Fragmento citado:
Llama la atención, en cualquier caso, la infinidad de miembros desabridos de la comunidad que sucumben a la tentación de mostrarse desagradables. De inmediato nos preguntamos sobre la causa que los empuja a esta oscura actitud, que a primera vista es más costosa y forzada que la amabilidad natural. Observaba al respecto hace unos días, entre estación y estación del metro madrileño, la cara de los viajeros y me sorprendía el gran número de fisonomías que anunciaban aspereza y resentimiento. Como si todos los viajeros estuvieran enfadados con el mundo o, al menos, con la capital de España.
Soy de los que creen que esta actitud arisca o potencialmente agresiva responde a un síndrome carencial que nos identifica como seres humanos. Al venir al mundo carecemos de todo. Nacemos desvalidos y sometidos a una indefensión y desamparo absolutos. Quedamos sujetos a un abandono del que solo nos rescata la solicitud de quien nos cuida, consuela y amamanta. Es lógico pensar, por lo tanto, que para salvarse de tan cruda indigencia a unos les tocan las cartas buenas y a otros las malas. Los primeros se sostienen en compañía de unos padres sanos, de vida interior afectuosa y bien nutrida de aspiraciones y deseos. Padres que, sin ausencias prolongadas, ni grandes oscilaciones emocionales, ni profundas crisis personales, acompañan nuestro crecimiento y van abriendo la puerta por donde saben que escaparemos y les daremos la espalda. Los segundos, menos afortunados, reciben atenciones precarias y padecen de los efectos de un amor escaso o, lo que resulta peor, dispensado a saltos incoherentes. El poco afecto que por lo demás llega a los interesados es de mala calidad o ausente.
Con todo, los agraciados, los que han recibido lo necesario, se sienten deudores con la vida y sus congéneres. Viven en deuda con los demás, se muestran contentos y se presentan inevitablemente ante la gente con ganas de agradar. Intuyen que con esa actitud no hacen sino devolver lo recibido, al tiempo que, astutamente y gracias a su cordialidad, siguen despertando la simpatía del prójimo y la ayuda que prolonga el buen acogimiento original. No nos cuesta mucho añadir que, como deudores apercibidos, se incorporan a la moral y a las leyes de la restitución y la hospitalidad.
En cambio, los desafortunados en el reparto, viven como acreedores insaciables, condenados a reclamar de por vida y sin ton ni son lo no recibido de la familia o mal asumido por su parte. Su destino consiste en ponerle al mundo mala cara y ampliar así con su gesto la población que se siente rechazada y amargada. Se regodean sintiéndose víctimas y comportándose como potenciales victimarios de quienes los acompañan. Se erigen, igualmente, en personas condenadas a no saber acercarse al corazón ajeno sin herirlo o romperlo, como si en el camino de la vida hubieran perdido la delicadeza y el buen hacer de los sentimientos. Y se convierten, a la postre, en sujetos obligados a repetir con sus hijos lo mismo que han hecho con ellos.
Con antigua pero arraigada mentalidad, solía comentar mi madre cuando veía salir a sus hijos descamisados y con mala traza, que de joven uno se arregla para agradar y de mayor para no desagradar. Hay algo en esa enseñanza que nos obliga a sonreir y,en el peor de los casos, a retirarnos lo antes posible de las malas compañías para no refunfuñar.

Bloque de datos:
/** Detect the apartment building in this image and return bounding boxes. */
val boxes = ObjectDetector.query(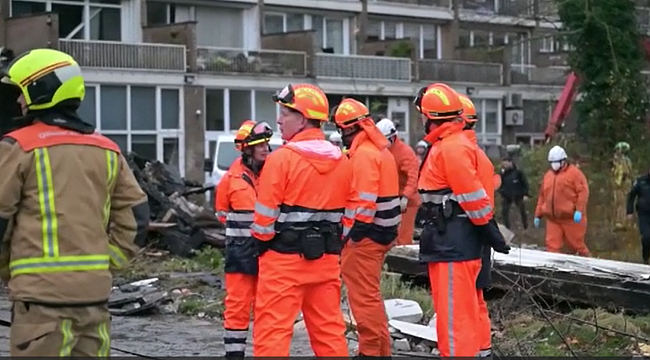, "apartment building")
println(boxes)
[0,0,624,180]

Tarea de trabajo: En el fragmento citado, ¿qué solía comentar la madre cuando veía salir a sus hijos descamisados y con mala traza?

Solución: Que de joven uno se arregla para agradar y de mayor para no desagradar.